======== Page excerpt ========

Lab 2: Background

A capacitor is a device that stores charge.  It turns out that the amount of charge stored (\(+q\) on one “plate”, \(-q\) on the other) is proportional to the voltage difference \(\Delta V\) across the capacitor, where the proportionality constant \(C\) depends on the geometry of the device and on the details of what’s between the plates (vacuum?  a cell membrane?):$$ q = C \Delta V.$$

We call the proportionality constant \(C\) the capacitance.  Don’t confuse it with the abbreviation for coulomb, \(\rm{C}\)!  Capacitance is measured in farads, \(\rm{F}\), where \(1\:\rm{F}=1\:\rm{C}/\rm{V}\).  As you will see, typical capacitors have capacitance values that are only small fractions of a farad.

It takes time to charge (or discharge) a capacitor.  You can show that if you put an uncharged capacitor in series with a battery and a resistor at \(t=0\), the voltage across the capacitor at time \(t≥0\) will be:$$ V(t) = V_{\rm Source}(1-e^{-t/\tau}).$$

Similarly, if the plates of a charged capacitor are connected by a resistor, the capacitor will discharge according to:$$ V(t) = V_{0}e^{-t/\tau},$$

where \(V_{0}\) is the initial voltage across the capacitor.

======== Extracted entries ========

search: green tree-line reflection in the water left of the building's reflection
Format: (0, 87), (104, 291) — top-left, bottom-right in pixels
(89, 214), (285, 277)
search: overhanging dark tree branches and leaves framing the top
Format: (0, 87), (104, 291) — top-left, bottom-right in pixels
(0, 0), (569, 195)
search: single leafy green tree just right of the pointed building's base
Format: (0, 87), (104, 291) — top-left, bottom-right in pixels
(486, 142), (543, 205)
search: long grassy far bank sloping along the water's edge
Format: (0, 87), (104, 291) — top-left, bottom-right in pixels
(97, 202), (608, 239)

========
======== Extracted entries ========

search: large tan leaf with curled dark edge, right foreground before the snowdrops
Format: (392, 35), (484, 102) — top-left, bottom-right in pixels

========

▶ **Task item**
Rewrite the part of the capacitor lab background that begins at the words "We call the" and ends after "across the capacitor.", renaming "resistor" to "resistive element" throughout. The records were taken from a different source than the text.

▶ **Result below**
We call the proportionality constant \(C\) the capacitance.  Don’t confuse it with the abbreviation for coulomb, \(\rm{C}\)!  Capacitance is measured in farads, \(\rm{F}\), where \(1\:\rm{F}=1\:\rm{C}/\rm{V}\).  As you will see, typical capacitors have capacitance values that are only small fractions of a farad.

It takes time to charge (or discharge) a capacitor.  You can show that if you put an uncharged capacitor in series with a battery and a resistive element at \(t=0\), the voltage across the capacitor at time \(t≥0\) will be:$$ V(t) = V_{\rm Source}(1-e^{-t/\tau}).$$

Similarly, if the plates of a charged capacitor are connected by a resistive element, the capacitor will discharge according to:$$ V(t) = V_{0}e^{-t/\tau},$$

where \(V_{0}\) is the initial voltage across the capacitor.